▶ _TASK REQUIREMENTS_
According to the Rhasspy thread, about how many hours of data are usually enough when a language already has a voice?

▶ _PAGE TEXT_
Segment Open
This has always been a struggle. Rhasspy can gather lists of songs, artists, etc. but it will have to guess many of their pronunciations. And it seems artist/band names often purposely thwart conventional pronunciation rules :P
Rhasspy is a more powerful general-purpose application and GUI; voice2json is more like a library or micro-service that does exactly one thing: convert a speech waveform to JSON. They share some DNA though (same syntax for defining vocabulary).
Rhasspy author here, thanks for posting! Just wanted to mention that I've joined Nabu Casa (creators of Home Assistant) this month, so Rhasspy will be receiving updates again and be a major part of Home Assistant's "Year of Voice" in 2023 :)
Thank you for your work!
I was in a panic when Snips was bought up. After some research I landed on Rhasspy as my new local-first digital assistant, and it's been fantastic. Been using it for a few years now with satellites around the house with the 'brain' running on a VM. Even have a Siri shortcut which transcripts my speech input then makes an HTTP request to 'brain' instance so that I can use Rhasspy even if not around a satellite instance. This even works over my VPN!
Hi all, author here. Besides the tech of Mimic 3 itself, I'm interested in training voices in as many (human) languages as possible. All it takes is one person willing to donate a dataset for everyone to benefit!
...well, that and a bunch of stuff with phonemes. But I'll do that part :)
The Mozilla Common Voice dataset is awesome - however it's useful the opposite purpose - speech-to-text. This is because it is a lot of different people using a range of hardware, speaking similar phrases.
For good text-to-speech you need 1 person speaking different phrases but very consistently. Here's an example dataset from Thorsten a German open voice enthusiast: https://openslr.org/95/
What does it take to add Chinese and Japanese to this? Surely it's a lot more than just training sets right? I have an android phone without access to google tts, so this might actually potentially be a nice alternative.
They want you to make good quality audio recordings of you speaking about 20 000 phrases. It could take 40 to 80 hours of speaking and recording, maximum 4 hours per day.
The amount of data depends on if there's a voice for the language already. If so, about 2 hours of data is usually good enough. Otherwise, 10-20 hours usually does it.
Python is only really the glue here. The models are trained in PyTorch and exported to Microsoft's Onnx runtime (C++). So the bulk of the inference CPU cycles are outside Python.
Segment Closed
▶ _AVAILABLE DATA_
Segment Open
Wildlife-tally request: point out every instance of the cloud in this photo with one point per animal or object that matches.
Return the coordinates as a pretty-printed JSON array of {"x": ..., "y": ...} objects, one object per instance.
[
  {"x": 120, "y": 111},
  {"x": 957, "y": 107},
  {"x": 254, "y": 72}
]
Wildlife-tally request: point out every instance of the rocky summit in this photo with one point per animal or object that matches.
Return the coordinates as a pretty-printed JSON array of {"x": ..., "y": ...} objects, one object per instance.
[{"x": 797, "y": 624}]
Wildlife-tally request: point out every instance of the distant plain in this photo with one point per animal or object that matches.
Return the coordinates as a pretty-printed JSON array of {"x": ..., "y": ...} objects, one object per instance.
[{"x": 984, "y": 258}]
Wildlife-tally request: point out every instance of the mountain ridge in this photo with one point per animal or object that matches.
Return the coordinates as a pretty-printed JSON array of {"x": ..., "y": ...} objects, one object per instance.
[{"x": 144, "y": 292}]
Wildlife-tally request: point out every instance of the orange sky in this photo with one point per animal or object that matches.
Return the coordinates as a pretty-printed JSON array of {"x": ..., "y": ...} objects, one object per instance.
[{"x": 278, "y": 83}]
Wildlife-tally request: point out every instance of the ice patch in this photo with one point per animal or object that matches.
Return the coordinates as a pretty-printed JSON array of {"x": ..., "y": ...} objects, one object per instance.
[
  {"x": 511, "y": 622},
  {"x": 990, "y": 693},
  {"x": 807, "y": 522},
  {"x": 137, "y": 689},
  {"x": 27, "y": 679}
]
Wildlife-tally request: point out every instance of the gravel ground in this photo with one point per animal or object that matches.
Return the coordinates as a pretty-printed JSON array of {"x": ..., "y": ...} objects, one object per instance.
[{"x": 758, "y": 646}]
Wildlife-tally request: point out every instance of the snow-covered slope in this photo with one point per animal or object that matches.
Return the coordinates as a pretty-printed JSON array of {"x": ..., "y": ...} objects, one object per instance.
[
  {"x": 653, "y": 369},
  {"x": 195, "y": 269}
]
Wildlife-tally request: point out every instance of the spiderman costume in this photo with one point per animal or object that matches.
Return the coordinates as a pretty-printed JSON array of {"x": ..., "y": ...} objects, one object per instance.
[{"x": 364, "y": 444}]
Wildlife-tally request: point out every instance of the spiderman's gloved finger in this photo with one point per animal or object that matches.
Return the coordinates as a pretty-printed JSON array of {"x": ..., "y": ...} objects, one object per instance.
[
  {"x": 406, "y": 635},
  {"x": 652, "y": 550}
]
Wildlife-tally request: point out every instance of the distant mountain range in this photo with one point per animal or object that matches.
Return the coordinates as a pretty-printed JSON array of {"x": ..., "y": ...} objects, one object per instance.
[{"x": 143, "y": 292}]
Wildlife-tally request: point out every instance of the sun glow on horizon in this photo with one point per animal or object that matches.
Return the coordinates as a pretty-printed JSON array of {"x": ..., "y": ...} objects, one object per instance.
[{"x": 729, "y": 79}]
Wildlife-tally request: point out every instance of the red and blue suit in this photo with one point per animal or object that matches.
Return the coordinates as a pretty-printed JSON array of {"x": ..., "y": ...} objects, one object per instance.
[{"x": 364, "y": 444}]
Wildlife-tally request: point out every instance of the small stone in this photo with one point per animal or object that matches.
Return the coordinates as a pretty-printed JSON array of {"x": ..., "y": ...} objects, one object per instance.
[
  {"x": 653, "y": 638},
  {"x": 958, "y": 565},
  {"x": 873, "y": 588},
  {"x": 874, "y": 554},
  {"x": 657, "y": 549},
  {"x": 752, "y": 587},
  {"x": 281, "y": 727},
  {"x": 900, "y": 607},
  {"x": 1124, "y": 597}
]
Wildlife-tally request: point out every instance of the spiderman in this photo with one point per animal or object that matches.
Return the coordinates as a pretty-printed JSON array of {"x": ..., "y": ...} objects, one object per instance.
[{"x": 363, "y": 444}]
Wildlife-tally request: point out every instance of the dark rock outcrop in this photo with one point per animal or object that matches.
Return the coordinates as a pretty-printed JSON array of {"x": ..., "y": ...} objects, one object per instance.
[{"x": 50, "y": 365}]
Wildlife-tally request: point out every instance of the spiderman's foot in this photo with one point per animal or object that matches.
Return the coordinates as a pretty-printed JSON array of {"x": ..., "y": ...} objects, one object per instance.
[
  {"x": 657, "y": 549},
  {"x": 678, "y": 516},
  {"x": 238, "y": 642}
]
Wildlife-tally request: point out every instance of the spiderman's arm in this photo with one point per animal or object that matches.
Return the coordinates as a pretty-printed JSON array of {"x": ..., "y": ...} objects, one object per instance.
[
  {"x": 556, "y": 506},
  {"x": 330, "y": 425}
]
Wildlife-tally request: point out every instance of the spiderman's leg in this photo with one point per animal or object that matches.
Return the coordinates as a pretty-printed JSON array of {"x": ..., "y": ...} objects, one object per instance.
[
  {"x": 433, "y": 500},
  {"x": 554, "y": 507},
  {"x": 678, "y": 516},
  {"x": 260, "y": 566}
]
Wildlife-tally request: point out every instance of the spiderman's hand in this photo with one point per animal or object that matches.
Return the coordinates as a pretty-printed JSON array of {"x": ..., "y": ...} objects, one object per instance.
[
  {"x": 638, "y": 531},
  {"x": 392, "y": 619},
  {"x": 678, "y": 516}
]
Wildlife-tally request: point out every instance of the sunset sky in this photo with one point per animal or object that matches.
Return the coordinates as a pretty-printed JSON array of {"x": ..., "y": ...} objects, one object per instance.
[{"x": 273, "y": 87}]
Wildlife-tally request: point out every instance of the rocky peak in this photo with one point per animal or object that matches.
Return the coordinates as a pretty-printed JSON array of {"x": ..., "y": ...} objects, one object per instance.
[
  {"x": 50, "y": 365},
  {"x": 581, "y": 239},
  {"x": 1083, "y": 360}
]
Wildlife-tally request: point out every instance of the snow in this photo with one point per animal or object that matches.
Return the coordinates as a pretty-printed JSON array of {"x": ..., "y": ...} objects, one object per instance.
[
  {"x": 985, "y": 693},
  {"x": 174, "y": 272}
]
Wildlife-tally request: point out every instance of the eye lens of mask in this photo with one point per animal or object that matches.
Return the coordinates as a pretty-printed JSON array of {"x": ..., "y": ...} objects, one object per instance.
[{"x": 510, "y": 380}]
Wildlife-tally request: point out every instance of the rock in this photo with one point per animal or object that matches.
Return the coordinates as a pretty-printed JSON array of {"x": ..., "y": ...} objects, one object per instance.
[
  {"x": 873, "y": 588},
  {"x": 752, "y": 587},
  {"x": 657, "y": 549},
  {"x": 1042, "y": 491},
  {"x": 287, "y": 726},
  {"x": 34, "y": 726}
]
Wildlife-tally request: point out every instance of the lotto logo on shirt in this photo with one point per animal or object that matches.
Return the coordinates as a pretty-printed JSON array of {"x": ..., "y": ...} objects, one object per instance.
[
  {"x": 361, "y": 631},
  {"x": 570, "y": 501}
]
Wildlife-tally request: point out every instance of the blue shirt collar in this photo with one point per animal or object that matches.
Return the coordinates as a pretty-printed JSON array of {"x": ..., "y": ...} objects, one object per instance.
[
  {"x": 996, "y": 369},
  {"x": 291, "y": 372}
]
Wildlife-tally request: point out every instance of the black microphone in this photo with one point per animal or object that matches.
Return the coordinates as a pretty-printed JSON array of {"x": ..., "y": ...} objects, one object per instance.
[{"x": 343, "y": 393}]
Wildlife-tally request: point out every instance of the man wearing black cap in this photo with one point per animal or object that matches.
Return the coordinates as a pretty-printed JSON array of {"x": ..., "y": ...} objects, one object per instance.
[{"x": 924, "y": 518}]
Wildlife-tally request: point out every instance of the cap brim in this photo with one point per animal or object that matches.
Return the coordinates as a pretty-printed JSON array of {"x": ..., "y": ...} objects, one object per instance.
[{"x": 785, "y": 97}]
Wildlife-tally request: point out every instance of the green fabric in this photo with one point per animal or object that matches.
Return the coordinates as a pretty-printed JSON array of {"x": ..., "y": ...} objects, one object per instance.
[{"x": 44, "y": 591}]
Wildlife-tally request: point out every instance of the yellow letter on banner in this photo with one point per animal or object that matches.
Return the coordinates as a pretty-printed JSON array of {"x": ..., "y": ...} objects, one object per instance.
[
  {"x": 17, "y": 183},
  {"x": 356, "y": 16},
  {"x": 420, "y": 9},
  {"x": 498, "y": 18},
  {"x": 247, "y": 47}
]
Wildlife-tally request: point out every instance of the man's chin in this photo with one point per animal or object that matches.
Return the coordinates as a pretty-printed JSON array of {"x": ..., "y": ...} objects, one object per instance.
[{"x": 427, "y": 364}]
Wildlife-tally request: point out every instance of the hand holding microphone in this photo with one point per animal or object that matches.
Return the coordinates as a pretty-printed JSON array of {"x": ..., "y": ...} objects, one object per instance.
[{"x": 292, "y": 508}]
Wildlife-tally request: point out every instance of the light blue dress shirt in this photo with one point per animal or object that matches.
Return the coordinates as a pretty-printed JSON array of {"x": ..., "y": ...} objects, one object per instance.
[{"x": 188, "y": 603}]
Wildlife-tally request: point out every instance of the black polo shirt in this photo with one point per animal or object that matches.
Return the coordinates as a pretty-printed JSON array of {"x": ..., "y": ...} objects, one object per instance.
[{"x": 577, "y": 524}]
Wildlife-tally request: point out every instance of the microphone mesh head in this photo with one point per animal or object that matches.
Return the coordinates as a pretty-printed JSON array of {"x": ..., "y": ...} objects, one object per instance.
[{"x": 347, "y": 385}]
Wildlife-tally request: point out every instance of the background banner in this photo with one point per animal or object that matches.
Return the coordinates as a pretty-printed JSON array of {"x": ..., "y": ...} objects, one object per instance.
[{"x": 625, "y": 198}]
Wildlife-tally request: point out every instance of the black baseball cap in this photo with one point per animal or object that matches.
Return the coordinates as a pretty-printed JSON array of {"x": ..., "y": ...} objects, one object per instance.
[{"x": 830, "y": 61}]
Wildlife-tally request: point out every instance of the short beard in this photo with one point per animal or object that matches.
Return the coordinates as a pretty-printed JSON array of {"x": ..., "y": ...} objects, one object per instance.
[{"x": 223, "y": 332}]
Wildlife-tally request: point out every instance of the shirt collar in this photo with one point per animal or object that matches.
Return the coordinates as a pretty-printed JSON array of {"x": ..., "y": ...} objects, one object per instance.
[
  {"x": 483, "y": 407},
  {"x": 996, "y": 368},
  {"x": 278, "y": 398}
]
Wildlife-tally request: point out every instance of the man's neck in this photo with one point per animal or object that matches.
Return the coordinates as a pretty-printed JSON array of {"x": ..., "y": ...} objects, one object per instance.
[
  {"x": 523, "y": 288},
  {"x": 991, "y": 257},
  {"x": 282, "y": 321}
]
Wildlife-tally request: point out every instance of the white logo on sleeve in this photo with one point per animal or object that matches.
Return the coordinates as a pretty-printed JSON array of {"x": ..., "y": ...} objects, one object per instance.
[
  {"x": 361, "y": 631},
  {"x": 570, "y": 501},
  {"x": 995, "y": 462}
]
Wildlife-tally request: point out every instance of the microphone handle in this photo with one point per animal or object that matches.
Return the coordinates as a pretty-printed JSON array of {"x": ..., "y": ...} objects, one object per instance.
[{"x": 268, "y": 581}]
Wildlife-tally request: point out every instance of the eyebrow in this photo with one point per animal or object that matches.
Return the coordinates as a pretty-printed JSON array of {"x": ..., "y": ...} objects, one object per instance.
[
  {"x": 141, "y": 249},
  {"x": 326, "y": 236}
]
Segment Closed
▶ _ANSWER SPACE_
About 2 hours.